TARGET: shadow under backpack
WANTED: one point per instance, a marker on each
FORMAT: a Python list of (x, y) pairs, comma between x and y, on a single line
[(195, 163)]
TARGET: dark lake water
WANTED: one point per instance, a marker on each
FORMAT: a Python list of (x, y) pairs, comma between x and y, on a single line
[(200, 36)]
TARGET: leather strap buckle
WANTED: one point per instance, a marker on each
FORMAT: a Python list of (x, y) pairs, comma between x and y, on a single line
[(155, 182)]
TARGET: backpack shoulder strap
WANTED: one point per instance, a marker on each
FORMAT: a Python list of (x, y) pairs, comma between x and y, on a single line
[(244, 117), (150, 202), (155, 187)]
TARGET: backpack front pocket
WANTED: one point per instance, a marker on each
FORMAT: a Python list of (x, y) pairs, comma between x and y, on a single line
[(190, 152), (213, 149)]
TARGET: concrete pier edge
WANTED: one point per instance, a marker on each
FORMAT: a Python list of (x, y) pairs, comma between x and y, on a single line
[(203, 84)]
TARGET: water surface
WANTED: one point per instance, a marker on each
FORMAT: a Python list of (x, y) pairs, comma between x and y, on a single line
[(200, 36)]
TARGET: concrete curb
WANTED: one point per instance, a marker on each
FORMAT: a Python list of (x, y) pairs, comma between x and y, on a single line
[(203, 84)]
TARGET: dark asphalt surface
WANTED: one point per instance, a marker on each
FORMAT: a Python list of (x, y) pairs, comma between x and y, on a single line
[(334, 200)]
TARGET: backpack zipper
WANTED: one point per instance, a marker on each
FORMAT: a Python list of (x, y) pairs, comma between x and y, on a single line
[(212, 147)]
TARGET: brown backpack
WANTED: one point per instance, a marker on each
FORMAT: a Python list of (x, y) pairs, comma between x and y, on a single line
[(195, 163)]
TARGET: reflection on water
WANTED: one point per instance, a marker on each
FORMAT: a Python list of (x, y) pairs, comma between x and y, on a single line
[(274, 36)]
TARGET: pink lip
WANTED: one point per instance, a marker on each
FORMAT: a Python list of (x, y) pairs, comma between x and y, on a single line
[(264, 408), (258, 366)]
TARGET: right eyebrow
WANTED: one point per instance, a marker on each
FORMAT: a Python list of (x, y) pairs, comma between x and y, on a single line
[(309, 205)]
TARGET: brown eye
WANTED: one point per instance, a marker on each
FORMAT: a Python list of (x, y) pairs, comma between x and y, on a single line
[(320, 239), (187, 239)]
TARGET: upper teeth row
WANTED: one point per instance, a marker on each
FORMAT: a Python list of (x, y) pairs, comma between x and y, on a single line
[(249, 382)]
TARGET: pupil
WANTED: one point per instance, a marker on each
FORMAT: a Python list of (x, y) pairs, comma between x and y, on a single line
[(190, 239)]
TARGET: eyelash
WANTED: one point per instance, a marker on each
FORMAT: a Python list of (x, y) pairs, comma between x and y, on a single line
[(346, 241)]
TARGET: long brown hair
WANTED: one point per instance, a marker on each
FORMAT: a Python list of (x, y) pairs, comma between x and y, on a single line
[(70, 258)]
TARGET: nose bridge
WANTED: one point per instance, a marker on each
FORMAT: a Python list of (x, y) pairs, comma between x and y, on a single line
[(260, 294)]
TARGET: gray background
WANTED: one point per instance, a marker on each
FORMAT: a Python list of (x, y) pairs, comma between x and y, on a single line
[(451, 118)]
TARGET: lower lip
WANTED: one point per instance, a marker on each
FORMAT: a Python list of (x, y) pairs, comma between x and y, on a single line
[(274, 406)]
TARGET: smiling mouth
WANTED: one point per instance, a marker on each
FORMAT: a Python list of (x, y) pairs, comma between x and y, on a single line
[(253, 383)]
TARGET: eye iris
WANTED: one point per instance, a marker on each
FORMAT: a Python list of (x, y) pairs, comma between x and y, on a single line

..............................

### EXERCISE INSTRUCTIONS
Can you render every line of the records above as a numbered list, leaving out the blank lines?

### THE ANSWER
1. TARGET: shadow under backpack
2. WANTED: one point per instance, a marker on each
3. FORMAT: a Python list of (x, y) pairs, comma between x and y, on a single line
4. [(195, 163)]
5. TARGET: dark lake water
6. WANTED: one point per instance, a marker on each
7. FORMAT: a Python list of (x, y) pairs, comma between x and y, on a single line
8. [(200, 36)]
9. TARGET: leather strap buckle
10. WANTED: one point per instance, a marker on each
11. FORMAT: a Python list of (x, y) pairs, comma between x and y, on a single line
12. [(155, 182)]
13. TARGET: backpack shoulder strap
14. WANTED: one point per instance, a marker on each
15. FORMAT: a Python list of (x, y) pairs, comma between x and y, on a single line
16. [(244, 117), (150, 202), (155, 187)]
17. TARGET: backpack front pocket
18. WANTED: one point per instance, a marker on each
19. FORMAT: a Python list of (x, y) pairs, comma between x and y, on a single line
20. [(190, 152), (213, 149)]
21. TARGET: concrete pier edge
22. WANTED: one point per instance, a marker on each
23. FORMAT: a Python list of (x, y) pairs, comma between x and y, on a single line
24. [(203, 84)]
25. TARGET: water surface
26. WANTED: one point per instance, a marker on each
27. FORMAT: a Python list of (x, y) pairs, comma between x and y, on a single line
28. [(200, 36)]
29. TARGET: concrete curb
30. WANTED: one point per instance, a marker on each
31. FORMAT: a Python list of (x, y) pairs, comma between x and y, on a single line
32. [(203, 84)]
33. TARGET: dark asphalt surface
34. WANTED: one point per instance, a marker on each
35. FORMAT: a Python list of (x, y) pairs, comma between x and y, on a single line
36. [(334, 200)]
37. TARGET: backpack zipper
38. WANTED: one point per instance, a marker on each
39. FORMAT: a Python list of (x, y) pairs, comma between x and y, on a single line
40. [(212, 147)]
41. TARGET: brown backpack
42. WANTED: one point per instance, a marker on each
43. FORMAT: a Python list of (x, y) pairs, comma between x and y, on a single line
44. [(195, 163)]
45. TARGET: reflection on water
46. WANTED: one point per instance, a marker on each
47. FORMAT: a Python list of (x, y) pairs, comma between x and y, on a single line
48. [(274, 36)]
49. TARGET: pink lip
50. WANTED: one point per instance, a marker on each
51. FORMAT: a Python list of (x, y) pairs, comma between x and y, on a single line
52. [(264, 408), (258, 366)]
53. TARGET: right eyebrow
54. WANTED: one point per instance, a marker on each
55. FORMAT: a Python list of (x, y) pairs, comma between x and y, on a single line
56. [(309, 205)]
57. TARGET: brown eye
58. WANTED: one point per instance, a marker on each
59. FORMAT: a Python list of (x, y) pairs, comma between x and y, on a single line
60. [(320, 239), (187, 239)]
61. TARGET: upper teeth row
62. WANTED: one point per instance, a marker on each
63. FORMAT: a Python list of (x, y) pairs, comma between x and y, on a single line
64. [(249, 382)]
65. TARGET: pupil
66. WANTED: one point per instance, a marker on each
67. FORMAT: a Python list of (x, y) pairs, comma between x and y, on a single line
68. [(190, 239)]
69. TARGET: eyelash
70. WANTED: one point per instance, a marker on each
71. FORMAT: a Python list of (x, y) pairs, comma between x and y, on a single line
72. [(346, 241)]
73. TARGET: long brown hair
74. WANTED: one point per instance, a marker on each
75. FORMAT: a Python list of (x, y) pairs, comma between x and y, on a single line
76. [(70, 258)]
77. TARGET: nose bridge
78. WANTED: one point per instance, a marker on each
79. FORMAT: a Python list of (x, y) pairs, comma between x and y, on a single line
80. [(260, 294)]
81. TARGET: gray background
82. WANTED: one point per instance, a marker on each
83. FORMAT: a Python list of (x, y) pairs, comma between x and y, on a single line
84. [(451, 118)]
85. TARGET: lower lip
86. WANTED: one point per instance, a marker on each
87. FORMAT: a Python list of (x, y) pairs, comma between x and y, on a single line
88. [(274, 406)]
89. TARGET: smiling mouth
90. WANTED: one point per instance, a marker on each
91. FORMAT: a Python list of (x, y) pairs, comma between x and y, on a single line
92. [(253, 383)]
93. TARGET: eye iris
94. WANTED: one point per instance, a marker on each
95. FORMAT: a Python list of (x, y) pairs, comma between x and y, on a single line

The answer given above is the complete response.